◆ Dataset entries:
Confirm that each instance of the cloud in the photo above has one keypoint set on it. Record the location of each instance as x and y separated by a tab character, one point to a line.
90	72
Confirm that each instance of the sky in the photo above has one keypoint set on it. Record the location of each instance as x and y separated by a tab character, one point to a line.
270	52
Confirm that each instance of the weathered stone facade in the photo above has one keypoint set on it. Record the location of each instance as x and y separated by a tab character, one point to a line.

--

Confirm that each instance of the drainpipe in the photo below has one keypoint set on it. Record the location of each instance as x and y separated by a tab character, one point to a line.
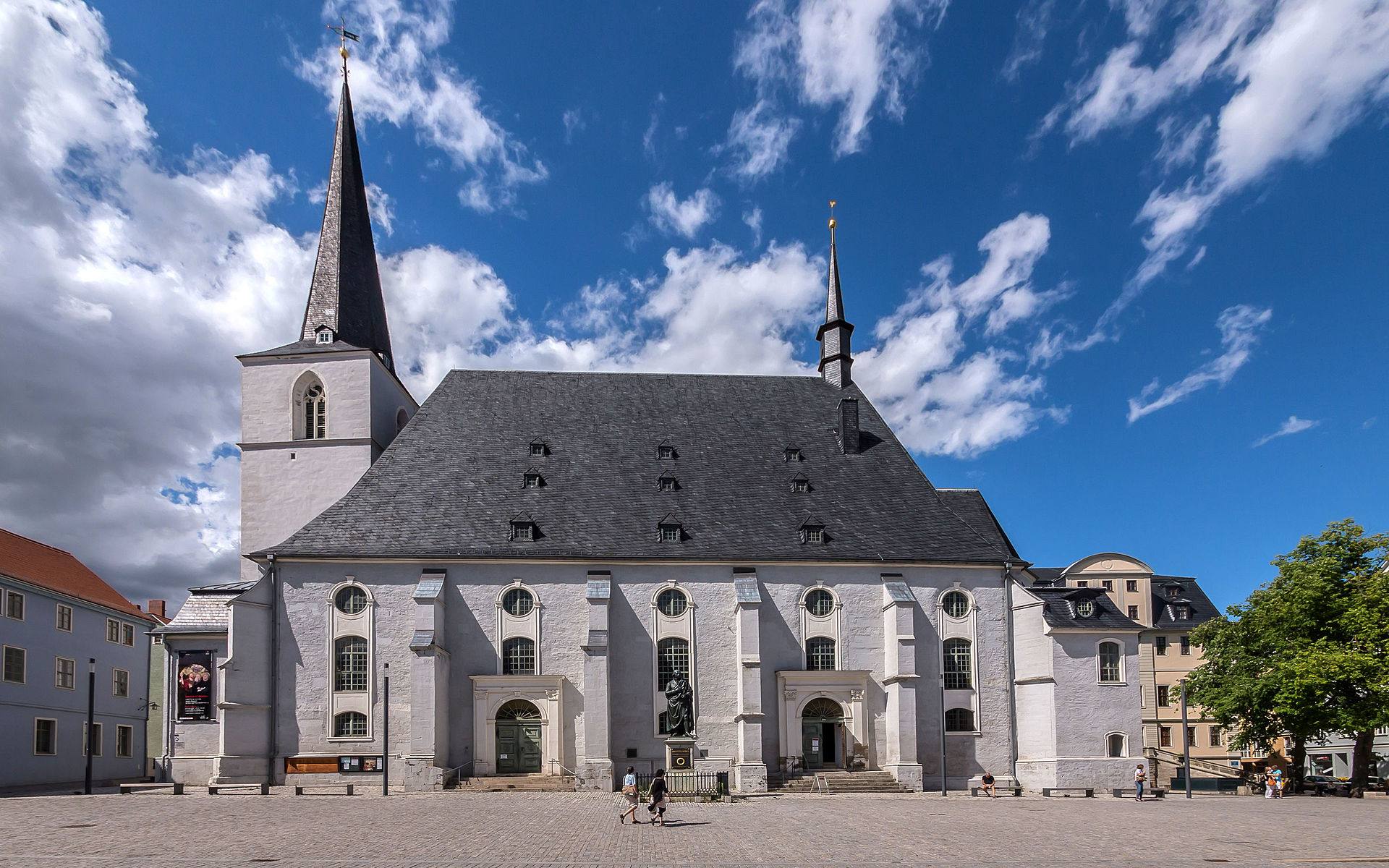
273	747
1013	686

◆ Problem details:
Render the data above as a numbered list, starting with the line that contains "Confirm that each instance of the cloud" and going on through the line that contains "Confirm that each instance of the weathered", both included. Leave out any blank lines.

◆ Complete output:
1. Confirm that each instance of the cloud in the photo above has one keypoint set on it. Record the location of each instance as x and y separated by a tab character, one point to a line.
2. 90	72
3. Confirm that each instance of the sky in the photo above has one keypoint set on it. Record the location of each instance as x and y separated by a tab character, one point to a line.
4. 270	52
5. Confirm that each instance of the weathered stone facade in the photo above has one keypoint set on it. Record the location of each instance as x and y separated by a tab character, one point to a line.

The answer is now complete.